**What to work on**: All records below must be retyped exactly.

**Records for the exercise**:

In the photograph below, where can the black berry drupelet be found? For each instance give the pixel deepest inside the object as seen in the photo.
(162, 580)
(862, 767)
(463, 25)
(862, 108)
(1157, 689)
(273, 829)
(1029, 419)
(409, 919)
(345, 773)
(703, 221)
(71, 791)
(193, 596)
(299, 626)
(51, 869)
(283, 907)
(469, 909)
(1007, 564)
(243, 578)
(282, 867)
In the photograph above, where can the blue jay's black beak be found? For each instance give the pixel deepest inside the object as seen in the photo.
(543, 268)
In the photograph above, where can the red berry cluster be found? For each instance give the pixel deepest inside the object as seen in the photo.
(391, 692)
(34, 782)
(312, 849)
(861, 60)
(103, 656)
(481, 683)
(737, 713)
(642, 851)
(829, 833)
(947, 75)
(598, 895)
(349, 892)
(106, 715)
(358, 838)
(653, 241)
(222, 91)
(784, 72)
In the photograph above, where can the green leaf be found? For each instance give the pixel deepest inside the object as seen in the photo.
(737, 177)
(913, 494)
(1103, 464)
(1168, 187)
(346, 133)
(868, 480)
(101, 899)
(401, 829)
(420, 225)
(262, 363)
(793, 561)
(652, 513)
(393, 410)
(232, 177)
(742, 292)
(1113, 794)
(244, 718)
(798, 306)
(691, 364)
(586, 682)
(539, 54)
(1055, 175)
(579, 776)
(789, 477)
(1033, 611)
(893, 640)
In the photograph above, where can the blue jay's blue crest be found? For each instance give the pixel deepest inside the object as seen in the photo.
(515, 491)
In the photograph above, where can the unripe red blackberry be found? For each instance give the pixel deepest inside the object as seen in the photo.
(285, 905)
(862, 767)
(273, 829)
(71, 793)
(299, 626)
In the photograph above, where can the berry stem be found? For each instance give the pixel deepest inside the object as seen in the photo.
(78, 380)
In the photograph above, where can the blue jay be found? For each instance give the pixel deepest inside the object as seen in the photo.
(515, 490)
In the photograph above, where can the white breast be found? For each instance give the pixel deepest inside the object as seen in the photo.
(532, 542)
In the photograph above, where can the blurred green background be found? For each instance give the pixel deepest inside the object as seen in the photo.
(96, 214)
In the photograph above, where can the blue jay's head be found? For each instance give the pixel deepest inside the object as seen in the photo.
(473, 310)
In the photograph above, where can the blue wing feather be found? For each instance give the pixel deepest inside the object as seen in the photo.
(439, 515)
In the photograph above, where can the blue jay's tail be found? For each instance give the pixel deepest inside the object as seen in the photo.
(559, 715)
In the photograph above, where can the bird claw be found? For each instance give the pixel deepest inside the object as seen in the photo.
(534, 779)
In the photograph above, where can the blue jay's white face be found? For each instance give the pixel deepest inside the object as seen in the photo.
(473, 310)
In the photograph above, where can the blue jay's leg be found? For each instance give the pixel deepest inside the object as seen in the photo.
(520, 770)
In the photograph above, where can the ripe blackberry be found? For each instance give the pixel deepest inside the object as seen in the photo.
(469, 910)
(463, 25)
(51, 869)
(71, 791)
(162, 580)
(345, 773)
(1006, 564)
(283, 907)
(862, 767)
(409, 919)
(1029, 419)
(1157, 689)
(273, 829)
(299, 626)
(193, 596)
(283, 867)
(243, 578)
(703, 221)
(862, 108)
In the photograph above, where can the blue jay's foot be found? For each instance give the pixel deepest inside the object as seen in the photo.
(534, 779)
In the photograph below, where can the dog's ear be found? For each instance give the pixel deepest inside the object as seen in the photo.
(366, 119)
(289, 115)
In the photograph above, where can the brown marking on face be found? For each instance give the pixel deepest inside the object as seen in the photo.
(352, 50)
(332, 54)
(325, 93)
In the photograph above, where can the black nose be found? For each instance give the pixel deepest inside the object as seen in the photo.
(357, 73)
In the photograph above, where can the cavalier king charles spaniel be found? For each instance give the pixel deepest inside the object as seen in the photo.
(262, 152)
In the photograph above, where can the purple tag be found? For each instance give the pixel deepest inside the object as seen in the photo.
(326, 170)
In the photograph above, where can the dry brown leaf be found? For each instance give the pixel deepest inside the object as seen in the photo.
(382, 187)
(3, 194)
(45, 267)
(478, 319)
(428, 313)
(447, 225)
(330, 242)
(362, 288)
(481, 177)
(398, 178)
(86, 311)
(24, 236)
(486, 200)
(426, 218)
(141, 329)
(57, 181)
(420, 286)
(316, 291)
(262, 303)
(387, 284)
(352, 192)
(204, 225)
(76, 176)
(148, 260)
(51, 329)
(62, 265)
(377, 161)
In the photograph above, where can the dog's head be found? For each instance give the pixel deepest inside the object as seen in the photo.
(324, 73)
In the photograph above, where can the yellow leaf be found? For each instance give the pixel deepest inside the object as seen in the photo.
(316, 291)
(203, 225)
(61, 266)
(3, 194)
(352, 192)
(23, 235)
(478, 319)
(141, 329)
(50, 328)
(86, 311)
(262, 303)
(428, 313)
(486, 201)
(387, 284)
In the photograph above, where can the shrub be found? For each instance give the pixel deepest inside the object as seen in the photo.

**Answer to this problem**:
In the photograph below, where can the black berry drupelet be found? For each instance give the pixel deepest inside the object as seen in the photo.
(162, 580)
(862, 767)
(463, 25)
(862, 108)
(1157, 689)
(273, 829)
(1029, 419)
(409, 919)
(345, 773)
(703, 221)
(71, 791)
(193, 596)
(299, 626)
(51, 869)
(283, 907)
(469, 909)
(1007, 564)
(243, 578)
(282, 867)
In the photograph above, where can the blue jay's black beak be found? For each instance give the pixel deepest inside the object as seen in the photo.
(543, 268)
In the photograph above, where can the red berry cluster be found? For each instance give the pixel deepest inside the object as seen in the photo.
(391, 692)
(34, 782)
(312, 849)
(861, 60)
(103, 656)
(481, 683)
(737, 713)
(642, 851)
(829, 833)
(947, 75)
(598, 895)
(349, 892)
(106, 715)
(358, 838)
(653, 241)
(222, 91)
(784, 72)
In the photograph above, where can the green leaf be found? For each instance give the pixel deepest inside the object as seen in the photo.
(737, 177)
(913, 494)
(1103, 464)
(1168, 187)
(346, 133)
(868, 480)
(101, 899)
(401, 829)
(420, 225)
(262, 363)
(793, 561)
(652, 513)
(393, 410)
(232, 177)
(742, 292)
(1113, 794)
(244, 718)
(798, 306)
(691, 364)
(586, 682)
(539, 54)
(1055, 175)
(579, 776)
(789, 477)
(1033, 611)
(893, 640)
In the photograph above, where can the blue jay's blue crest be found? For each instance give the pixel deepest inside the object as seen in the photo.
(515, 491)
In the photograph above, where can the unripe red blackberry be found? For each instance give the pixel deepest inside the object as seen in the photo.
(285, 905)
(862, 767)
(273, 829)
(71, 793)
(299, 626)
In the photograph above, where can the berry stem be found? For each instance give the pixel deepest inside the object as seen in the photo.
(78, 380)
In the photograph above, where can the blue jay be found? For each instance give the pixel deepest inside the object as seen in the photo.
(515, 490)
In the photograph above, where can the white breast be found? For each instance give the pixel deepest inside the object as seen in the photo.
(532, 542)
In the photograph above, where can the blurred green background be found? For each instance give the pixel deepest inside the object as seen in the photo.
(96, 214)
In the photograph above, where can the blue jay's head be found? For each instance give the pixel deepest inside the object as seen in the photo.
(473, 310)
In the photograph above, where can the blue wing feather be found? For each instance give the pixel deepest inside the object as seen in the photo.
(439, 515)
In the photograph above, where can the blue jay's tail be found? For each instance give the pixel deepest inside the object as seen in the photo.
(559, 715)
In the photograph above, where can the bird claw be found? For each instance give the pixel deepest inside the object as seen in the photo.
(534, 779)
In the photograph above, where can the blue jay's white face be found? For each instance give the pixel deepest inside the object as seen in the photo.
(473, 310)
In the photograph above, where can the blue jay's leg be found? For each instance give the pixel deepest inside the object as seen in the photo.
(520, 770)
In the photograph above, where can the ripe blackberry be found? For each instance give the pixel deepest inside the object as seen in the photo.
(469, 910)
(463, 25)
(51, 869)
(71, 791)
(162, 580)
(345, 773)
(1006, 564)
(283, 907)
(862, 767)
(409, 919)
(1029, 419)
(1157, 689)
(273, 829)
(299, 626)
(193, 596)
(283, 867)
(243, 578)
(703, 221)
(862, 108)
In the photograph above, where can the blue jay's foot be found? For each instance give the pixel deepest inside the object as seen in the photo.
(534, 779)
In the photograph below, where can the dog's ear be found? For each instance give the pixel deepest inside the object as seen in the photo.
(366, 119)
(289, 115)
In the photograph above, where can the brown marking on face be found? For each instance give the pixel deepest inside the object as seen in the photo.
(352, 50)
(332, 54)
(325, 93)
In the photograph above, where can the black nose be found? For each instance give the pixel deepest inside the object as seen in the photo.
(357, 73)
In the photograph above, where can the cavalier king charles spaniel be found? For each instance give the pixel deepest inside the object as seen in the photo.
(262, 152)
In the photograph above, where can the purple tag be found? For each instance give the pixel deepest inside the object as seen in the photo.
(326, 170)
In the photograph above, where can the dry brown leaf be found? For each instance give the pixel deepest inside the object as seen in the photo.
(382, 187)
(3, 194)
(45, 267)
(478, 319)
(428, 313)
(447, 225)
(330, 242)
(362, 288)
(481, 177)
(398, 178)
(86, 311)
(24, 236)
(486, 200)
(426, 218)
(141, 329)
(57, 181)
(420, 286)
(316, 291)
(262, 303)
(387, 284)
(352, 192)
(204, 225)
(76, 176)
(148, 260)
(51, 329)
(62, 265)
(377, 161)
In the photograph above, where can the dog's head be found? For each instance give the pixel deepest inside the object as seen in the photo.
(324, 73)
In the photograph above, where can the yellow leaf be found? For each instance give the pixel deepest inside the object as seen in the photo.
(316, 291)
(203, 225)
(61, 266)
(3, 194)
(352, 192)
(23, 235)
(478, 319)
(141, 329)
(50, 328)
(86, 311)
(262, 303)
(428, 313)
(486, 201)
(387, 284)
In the photograph above, where can the shrub be found? For each instance give the pixel deepest inside the object as seen in the photo.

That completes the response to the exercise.